* **Region pointing data**:
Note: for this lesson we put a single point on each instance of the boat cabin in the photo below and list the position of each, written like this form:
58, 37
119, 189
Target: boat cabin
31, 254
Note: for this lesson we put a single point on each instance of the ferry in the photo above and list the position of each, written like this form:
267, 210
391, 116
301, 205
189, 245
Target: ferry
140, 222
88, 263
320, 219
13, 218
---
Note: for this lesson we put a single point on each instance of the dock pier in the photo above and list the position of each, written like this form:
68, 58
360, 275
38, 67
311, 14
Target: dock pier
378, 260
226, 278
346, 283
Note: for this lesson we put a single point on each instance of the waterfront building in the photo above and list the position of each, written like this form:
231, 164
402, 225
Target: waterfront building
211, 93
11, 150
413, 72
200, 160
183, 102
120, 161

* **WORK INSTRUCTIONS**:
Number of lines above that include "like": state it and nothing else.

* **ANSWER SECTION**:
4